> [PROBLEM TO WORK ON]
Select every line in the data below that contains the word "station" and copy each of those lines.
== DATA RECORDS ==
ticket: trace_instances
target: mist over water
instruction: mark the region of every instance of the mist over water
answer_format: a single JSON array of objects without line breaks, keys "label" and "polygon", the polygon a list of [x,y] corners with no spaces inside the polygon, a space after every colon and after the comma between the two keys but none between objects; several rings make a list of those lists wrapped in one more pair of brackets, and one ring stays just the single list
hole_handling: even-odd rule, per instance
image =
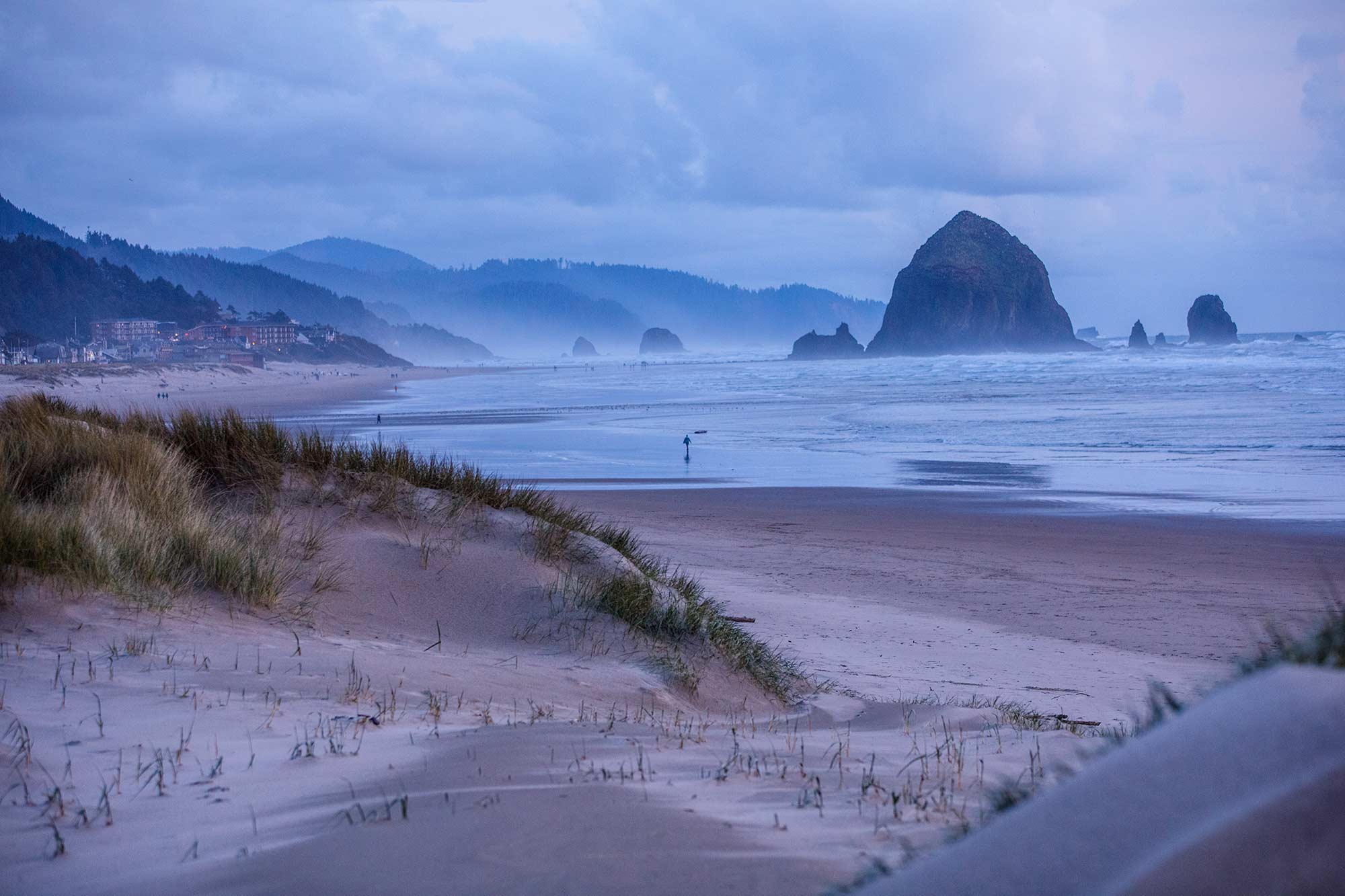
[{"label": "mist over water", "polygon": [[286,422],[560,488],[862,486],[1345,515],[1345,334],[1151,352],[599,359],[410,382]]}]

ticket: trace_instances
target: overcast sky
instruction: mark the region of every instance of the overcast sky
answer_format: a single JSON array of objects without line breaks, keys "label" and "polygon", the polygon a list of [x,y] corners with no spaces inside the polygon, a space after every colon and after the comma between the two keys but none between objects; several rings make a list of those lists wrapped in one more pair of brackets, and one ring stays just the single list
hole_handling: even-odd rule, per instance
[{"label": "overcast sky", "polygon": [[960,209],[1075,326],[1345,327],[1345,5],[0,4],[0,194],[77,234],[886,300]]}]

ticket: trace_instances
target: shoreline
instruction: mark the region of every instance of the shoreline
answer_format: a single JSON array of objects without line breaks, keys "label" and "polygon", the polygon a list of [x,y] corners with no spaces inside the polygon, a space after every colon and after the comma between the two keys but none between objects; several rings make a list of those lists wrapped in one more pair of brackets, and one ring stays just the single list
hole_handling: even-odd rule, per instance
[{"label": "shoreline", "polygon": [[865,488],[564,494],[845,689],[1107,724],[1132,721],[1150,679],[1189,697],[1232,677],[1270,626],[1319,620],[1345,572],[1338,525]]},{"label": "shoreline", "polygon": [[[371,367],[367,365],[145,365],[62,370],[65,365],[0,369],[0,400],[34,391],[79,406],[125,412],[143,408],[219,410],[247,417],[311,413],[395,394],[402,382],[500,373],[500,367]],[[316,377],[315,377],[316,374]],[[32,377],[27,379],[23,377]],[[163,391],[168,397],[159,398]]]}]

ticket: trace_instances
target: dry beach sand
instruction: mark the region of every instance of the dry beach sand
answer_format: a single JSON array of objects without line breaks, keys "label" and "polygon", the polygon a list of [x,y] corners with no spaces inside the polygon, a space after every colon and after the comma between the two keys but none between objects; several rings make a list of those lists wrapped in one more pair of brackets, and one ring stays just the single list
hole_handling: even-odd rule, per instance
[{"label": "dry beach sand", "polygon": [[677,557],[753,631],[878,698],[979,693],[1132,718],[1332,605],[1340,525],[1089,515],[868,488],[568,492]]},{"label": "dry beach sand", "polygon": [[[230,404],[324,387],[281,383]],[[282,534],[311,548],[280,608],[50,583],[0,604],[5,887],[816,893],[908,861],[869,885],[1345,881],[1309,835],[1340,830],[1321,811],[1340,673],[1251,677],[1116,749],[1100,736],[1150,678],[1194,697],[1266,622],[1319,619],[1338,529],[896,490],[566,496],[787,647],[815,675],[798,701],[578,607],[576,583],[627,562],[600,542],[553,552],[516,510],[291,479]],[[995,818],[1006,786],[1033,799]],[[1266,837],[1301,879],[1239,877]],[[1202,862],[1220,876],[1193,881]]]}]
===
== DATA RECORDS ==
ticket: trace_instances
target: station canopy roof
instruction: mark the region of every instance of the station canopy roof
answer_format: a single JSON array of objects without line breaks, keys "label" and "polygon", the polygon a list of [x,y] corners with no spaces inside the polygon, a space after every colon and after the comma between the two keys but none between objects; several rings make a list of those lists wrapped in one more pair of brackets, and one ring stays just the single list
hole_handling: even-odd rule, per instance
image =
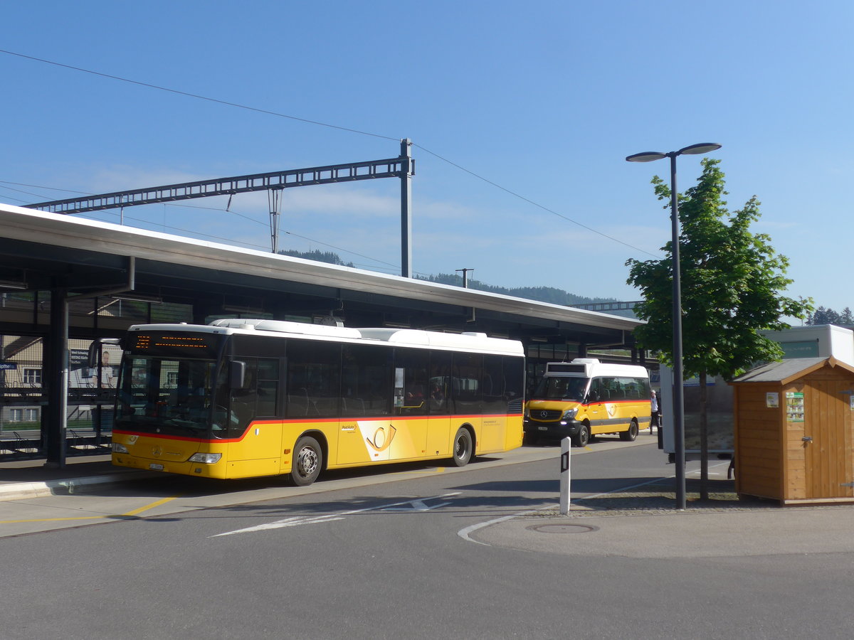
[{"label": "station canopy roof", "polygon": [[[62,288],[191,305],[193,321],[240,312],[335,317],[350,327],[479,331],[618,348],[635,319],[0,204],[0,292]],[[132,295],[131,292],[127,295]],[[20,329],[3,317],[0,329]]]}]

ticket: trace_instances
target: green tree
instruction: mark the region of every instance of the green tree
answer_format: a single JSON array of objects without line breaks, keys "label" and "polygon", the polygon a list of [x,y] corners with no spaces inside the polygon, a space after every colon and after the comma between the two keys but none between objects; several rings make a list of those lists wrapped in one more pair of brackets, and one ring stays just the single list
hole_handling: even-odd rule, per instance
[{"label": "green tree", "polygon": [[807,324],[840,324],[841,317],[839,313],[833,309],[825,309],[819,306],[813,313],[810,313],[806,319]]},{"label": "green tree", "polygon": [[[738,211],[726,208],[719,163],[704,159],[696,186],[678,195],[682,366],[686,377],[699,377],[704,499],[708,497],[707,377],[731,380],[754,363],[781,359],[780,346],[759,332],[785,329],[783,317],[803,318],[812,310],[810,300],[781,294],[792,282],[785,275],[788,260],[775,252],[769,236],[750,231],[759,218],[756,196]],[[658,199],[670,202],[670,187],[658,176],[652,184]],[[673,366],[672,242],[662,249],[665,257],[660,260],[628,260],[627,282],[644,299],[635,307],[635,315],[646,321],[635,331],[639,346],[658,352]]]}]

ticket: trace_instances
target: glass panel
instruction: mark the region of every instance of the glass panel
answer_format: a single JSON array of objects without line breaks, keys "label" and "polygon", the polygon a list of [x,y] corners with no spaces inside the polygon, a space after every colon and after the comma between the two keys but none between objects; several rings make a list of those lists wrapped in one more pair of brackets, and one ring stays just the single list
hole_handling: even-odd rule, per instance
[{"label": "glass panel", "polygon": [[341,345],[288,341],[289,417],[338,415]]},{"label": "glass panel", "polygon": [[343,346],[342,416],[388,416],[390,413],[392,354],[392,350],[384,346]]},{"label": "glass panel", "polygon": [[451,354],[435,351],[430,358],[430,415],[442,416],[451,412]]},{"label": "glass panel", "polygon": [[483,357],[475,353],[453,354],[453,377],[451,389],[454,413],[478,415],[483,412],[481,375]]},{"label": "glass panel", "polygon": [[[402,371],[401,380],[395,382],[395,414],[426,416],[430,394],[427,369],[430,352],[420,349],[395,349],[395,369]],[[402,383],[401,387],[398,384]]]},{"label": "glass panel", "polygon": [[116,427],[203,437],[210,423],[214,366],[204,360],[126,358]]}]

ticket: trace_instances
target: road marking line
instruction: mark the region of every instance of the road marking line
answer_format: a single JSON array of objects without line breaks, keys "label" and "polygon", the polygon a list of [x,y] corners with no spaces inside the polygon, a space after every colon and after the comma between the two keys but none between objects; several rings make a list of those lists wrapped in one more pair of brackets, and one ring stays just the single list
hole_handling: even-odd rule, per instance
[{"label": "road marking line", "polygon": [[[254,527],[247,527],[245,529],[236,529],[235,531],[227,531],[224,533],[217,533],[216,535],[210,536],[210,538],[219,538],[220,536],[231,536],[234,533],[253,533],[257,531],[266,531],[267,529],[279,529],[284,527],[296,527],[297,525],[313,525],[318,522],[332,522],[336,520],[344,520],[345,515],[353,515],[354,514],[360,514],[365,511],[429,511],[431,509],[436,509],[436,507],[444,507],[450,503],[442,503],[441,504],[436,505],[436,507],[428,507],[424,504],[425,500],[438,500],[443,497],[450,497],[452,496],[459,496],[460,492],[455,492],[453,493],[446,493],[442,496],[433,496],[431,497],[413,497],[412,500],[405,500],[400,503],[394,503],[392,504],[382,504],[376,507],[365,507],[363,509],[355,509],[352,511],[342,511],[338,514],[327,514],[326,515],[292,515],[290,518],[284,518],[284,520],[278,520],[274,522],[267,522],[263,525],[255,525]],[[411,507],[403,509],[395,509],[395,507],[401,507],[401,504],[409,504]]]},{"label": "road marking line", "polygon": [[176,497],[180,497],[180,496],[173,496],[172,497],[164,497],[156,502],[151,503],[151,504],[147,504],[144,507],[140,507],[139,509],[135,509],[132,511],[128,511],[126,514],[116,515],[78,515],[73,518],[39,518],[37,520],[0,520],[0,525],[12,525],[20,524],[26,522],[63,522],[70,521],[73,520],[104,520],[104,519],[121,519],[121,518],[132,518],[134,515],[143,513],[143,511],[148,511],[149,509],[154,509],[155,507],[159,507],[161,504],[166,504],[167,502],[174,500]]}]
===
== DATA RECORDS ==
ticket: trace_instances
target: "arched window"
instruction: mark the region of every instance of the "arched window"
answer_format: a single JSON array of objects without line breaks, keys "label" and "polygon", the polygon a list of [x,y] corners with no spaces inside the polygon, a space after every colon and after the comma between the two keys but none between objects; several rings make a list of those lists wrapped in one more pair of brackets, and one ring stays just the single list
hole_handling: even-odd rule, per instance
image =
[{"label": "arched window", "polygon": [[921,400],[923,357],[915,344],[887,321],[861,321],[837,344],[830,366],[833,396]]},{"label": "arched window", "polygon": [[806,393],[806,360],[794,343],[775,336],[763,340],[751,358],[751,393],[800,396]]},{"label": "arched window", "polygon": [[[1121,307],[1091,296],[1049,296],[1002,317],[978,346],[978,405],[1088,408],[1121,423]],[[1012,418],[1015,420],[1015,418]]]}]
===
> [COMPLETE ANSWER]
target: station canopy roof
instruction: mark the region of every instance of the station canopy roof
[{"label": "station canopy roof", "polygon": [[[62,288],[191,305],[193,321],[240,312],[335,317],[350,327],[479,331],[618,348],[635,319],[0,204],[0,292]],[[132,295],[131,292],[127,295]],[[20,329],[3,317],[0,329]]]}]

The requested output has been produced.